Excerpted passage
::::::::::

How to finetune a Flux Checkpoint without running out of VRAM using Dreambooth/Kohya and PagedAdamW

Last updated 3/29/2025. Updated template. Altered json config file to use flux_shift instead of sigmoid timestep sampling. I have tested and shift, flux shift, and sigmoid all seem to work, but I don't fully know the differences.

***As of the date of this article, I have published a template to use on runpod***:
https://www.runpod.io/console/explore/4v1euek6g0

I recommend the following settings:

GPU: A40 (48gb VRAM, 50GB RAM, 9 cpus) - note that some other variations are available but I've noticed that some other variations like the 10 cpu one doesn't seem to work the same as the 9 cpu one - the 12 cpu one worked. You rarely get these assigned randomly but the 9cpu one is the common one.)
Container storage: 40gb usually works but you may need 80-100gb if you are doing more than just kohya in your container. This storage is primarily used for temporary files by the system.
Persistent storage/Volume storage: Create a 300gb+ volume in advance (from the storage tab) if doing checkpoints, 200gb+ for lora
Make sure to set your environment variable HF_TOKEN to your huggingface access token.

After launching the pod, you can check the jupyter password by going back to environment variables.

::::::::::

Source data
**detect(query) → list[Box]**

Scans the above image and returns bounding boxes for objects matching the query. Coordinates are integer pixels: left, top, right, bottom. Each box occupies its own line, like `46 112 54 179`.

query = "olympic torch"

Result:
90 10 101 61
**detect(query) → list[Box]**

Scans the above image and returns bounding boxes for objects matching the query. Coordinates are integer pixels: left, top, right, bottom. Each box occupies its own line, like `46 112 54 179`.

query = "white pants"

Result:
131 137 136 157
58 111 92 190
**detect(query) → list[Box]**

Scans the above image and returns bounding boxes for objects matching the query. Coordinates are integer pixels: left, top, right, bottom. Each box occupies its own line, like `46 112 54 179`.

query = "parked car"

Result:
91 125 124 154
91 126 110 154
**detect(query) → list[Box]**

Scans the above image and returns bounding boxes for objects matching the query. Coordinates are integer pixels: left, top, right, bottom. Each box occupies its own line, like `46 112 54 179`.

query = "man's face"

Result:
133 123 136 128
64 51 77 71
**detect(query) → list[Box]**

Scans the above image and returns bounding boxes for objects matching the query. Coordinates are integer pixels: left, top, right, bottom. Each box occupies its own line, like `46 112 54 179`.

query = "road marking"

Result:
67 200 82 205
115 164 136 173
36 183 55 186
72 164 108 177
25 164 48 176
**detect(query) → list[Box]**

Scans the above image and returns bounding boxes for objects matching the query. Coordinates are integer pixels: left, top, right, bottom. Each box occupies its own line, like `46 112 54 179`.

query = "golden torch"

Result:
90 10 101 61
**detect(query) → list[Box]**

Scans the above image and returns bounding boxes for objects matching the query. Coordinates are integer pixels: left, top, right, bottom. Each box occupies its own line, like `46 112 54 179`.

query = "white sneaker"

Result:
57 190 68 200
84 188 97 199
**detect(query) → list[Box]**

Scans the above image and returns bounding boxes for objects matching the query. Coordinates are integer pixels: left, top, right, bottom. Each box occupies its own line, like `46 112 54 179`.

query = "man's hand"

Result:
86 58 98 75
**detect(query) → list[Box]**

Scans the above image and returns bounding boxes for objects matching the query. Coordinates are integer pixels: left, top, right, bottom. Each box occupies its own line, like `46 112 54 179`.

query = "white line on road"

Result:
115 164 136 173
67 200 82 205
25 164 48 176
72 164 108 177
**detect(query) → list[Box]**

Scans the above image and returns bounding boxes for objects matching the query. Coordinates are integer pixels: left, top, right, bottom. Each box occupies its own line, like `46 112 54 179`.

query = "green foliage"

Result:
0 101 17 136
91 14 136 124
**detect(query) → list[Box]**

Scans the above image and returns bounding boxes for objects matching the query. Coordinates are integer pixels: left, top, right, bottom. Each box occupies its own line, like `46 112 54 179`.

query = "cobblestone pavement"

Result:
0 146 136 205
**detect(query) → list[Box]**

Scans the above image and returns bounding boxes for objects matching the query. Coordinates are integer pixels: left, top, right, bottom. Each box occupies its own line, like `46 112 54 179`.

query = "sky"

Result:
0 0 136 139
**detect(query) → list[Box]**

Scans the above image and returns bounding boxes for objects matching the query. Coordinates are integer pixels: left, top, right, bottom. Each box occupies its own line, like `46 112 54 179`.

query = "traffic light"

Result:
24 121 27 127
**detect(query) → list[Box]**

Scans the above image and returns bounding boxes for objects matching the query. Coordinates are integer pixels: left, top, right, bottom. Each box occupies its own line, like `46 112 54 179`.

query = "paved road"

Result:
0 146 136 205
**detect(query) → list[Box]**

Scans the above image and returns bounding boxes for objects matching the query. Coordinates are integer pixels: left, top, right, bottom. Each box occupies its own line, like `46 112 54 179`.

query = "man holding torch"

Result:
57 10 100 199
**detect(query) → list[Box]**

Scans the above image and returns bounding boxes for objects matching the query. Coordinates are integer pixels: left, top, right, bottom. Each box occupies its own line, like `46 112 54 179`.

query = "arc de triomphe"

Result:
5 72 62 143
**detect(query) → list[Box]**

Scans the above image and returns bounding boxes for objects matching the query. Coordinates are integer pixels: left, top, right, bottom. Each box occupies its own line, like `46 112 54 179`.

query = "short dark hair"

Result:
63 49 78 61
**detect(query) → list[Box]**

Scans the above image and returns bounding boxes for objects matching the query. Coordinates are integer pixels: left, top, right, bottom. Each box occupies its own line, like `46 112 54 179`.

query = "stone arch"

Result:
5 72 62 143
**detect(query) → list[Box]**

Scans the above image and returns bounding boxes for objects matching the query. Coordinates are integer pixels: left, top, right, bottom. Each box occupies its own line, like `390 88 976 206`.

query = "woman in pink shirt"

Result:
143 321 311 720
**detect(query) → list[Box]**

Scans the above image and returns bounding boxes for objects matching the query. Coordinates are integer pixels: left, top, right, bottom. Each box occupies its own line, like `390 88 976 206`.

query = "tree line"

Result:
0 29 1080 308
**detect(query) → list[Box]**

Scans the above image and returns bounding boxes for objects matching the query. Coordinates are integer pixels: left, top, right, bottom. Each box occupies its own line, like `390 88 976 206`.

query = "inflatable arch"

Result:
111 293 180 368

::::::::::

Work instructions
**A.** In the guide on finetuning a Flux checkpoint, how large a volume should be created ahead of time when doing checkpoints?
**B.** Carry on the Flux checkpoint finetuning guide from its last sentence.

Response list
**A.** 300GB or more.

**B.**
Before reading this article, I recommend that you know how to train LoRA in general. I recommend that you understand some basics: learn rate, epochs, steps, etc and that you know how to prepare your dataset images. This is a guide on a full Flux checkpoint/fineteune, NOT a LoRA.

Image Captioner: Flux uses natural language captions and not tags. I do recommend this autotagger/autocaptioner: https://github.com/jhc13/taggui

First determine if training a checkpoint is right for you. If not, you can still follow along this guide but instead of using the Dreambooth Tab you will need to use the Lora tab and may have some additional settings.

Style: LoRA
Character: LoRA
Single Concept: LoRA
Multi-Concept/ complex changes: Checkpoint

Many people use the term finetuning for LoRAs, but when using kohya, a Finetune refers to training the whole model. You will need a minimum of 100gb of drive space and will probably need more to be safe just so you can have a couple of epochs saved at a time.

Due to the amount of space (and VRAM) it requires make sure this is what you are wanting before you begin.
a. Flux1.dev or Flux1.schnell: 23gb
b. text encoders+vae (clip-l + t5xxl) 10gb
c. each epoch will be 23gb plus another 40gb or so if you choose to use save states (which you should use). You can choose to only back up one or two epochs at a time to limit this.
Determine whether you will train locally or if you will rent a GPU online using a service like runpod.

I prefer renting an A40 GPU on runpod which as of the date of this article is $.44/hour. This provides 48GB of VRAM. I will not be explaining how to use runpod. I recommend pausing now to go to their website and/or watch a youtube video about runpod. Essentially you can train everything from a remote pre-paid instance. My recommended settings are ~$12/day but you can terminate the pod at any time and the storage is ~$1/day until you terminate it.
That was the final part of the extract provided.